**WHAT YOU SHOULD DO:** Would you restate every entry that follows, word for word, and leave out the pictures?

**Image point grounding data:**

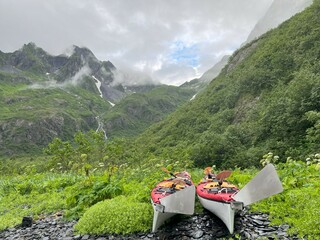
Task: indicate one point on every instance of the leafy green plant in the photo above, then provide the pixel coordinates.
(121, 215)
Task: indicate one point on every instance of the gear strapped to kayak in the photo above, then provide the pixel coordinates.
(225, 199)
(172, 196)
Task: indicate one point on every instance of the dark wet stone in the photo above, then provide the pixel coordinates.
(197, 234)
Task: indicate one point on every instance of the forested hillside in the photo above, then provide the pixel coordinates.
(44, 96)
(266, 99)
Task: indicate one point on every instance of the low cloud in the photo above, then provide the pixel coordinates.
(129, 77)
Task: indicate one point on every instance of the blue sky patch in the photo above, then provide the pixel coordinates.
(185, 54)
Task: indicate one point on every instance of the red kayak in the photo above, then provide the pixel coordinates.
(172, 196)
(224, 199)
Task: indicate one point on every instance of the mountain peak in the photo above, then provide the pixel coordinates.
(83, 51)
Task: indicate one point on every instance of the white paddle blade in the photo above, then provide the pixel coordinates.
(265, 184)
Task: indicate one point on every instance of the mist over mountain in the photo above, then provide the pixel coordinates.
(44, 96)
(278, 12)
(266, 99)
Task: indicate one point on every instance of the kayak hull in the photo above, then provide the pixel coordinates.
(222, 210)
(180, 202)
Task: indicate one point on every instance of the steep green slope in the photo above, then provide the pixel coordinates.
(138, 111)
(265, 99)
(31, 117)
(44, 96)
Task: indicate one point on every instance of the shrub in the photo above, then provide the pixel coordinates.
(120, 215)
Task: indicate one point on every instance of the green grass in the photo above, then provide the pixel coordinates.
(101, 200)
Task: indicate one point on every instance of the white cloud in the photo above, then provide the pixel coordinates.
(137, 34)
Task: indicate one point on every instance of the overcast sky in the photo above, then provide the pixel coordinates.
(171, 40)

**WRITTEN SOLUTION:**
Task: indicate one point on every instance of the leafy green plant in the photo above, then provide the pixel coordinates.
(121, 215)
Task: indicate one point on every instance of the gear strapped to kayak in the photo above, then provide the pixel coordinates.
(225, 199)
(172, 196)
Task: indicate one point on every instance of the dark wet stone in the photo above, then provide the pixel coordinates.
(197, 234)
Task: indicate one point on every instance of the forested hillside in the photo above, then provide the pixel coordinates.
(44, 96)
(266, 99)
Task: indicate one point on every instance of the low cloud in the photo above, then provide the pixel coordinates.
(129, 77)
Task: indicate one point on every instance of the blue sky patch in the photo above, then provide the pixel coordinates.
(185, 54)
Task: indicate one point on every instance of the red kayak in the photo above, then provide the pixel coordinates.
(172, 196)
(224, 199)
Task: indicate one point on every instance of the mountain peak in the photo above, then provide the pixel coordinates.
(83, 51)
Task: indicate one point on every instance of the white paddle blade in the photo above, then provide the pixel coordinates.
(265, 184)
Task: indicate one point on every instance of the mist over mountain in the photo above, then provide the pixel coordinates.
(44, 96)
(278, 12)
(266, 99)
Task: indicate one point on every instance of the kayak hull in the photo above, then provide the pixel coordinates.
(222, 210)
(180, 202)
Task: indicate one point on every instance of the steep green slope in the photo above, then provide the pixel coordinates.
(138, 111)
(265, 99)
(31, 117)
(44, 96)
Task: indicate one point on every instance of the shrub in the photo above, then provide the pixel coordinates.
(120, 215)
Task: indicate one point on every instance of the green grass in the photo above, then provide the pixel coordinates.
(101, 200)
Task: indicate one point on every instance of the white cloud in the photo above, then provide the pixel coordinates.
(137, 34)
Task: indicate one point on every instance of the overcast sky in the photo above, then provide the pixel coordinates.
(171, 40)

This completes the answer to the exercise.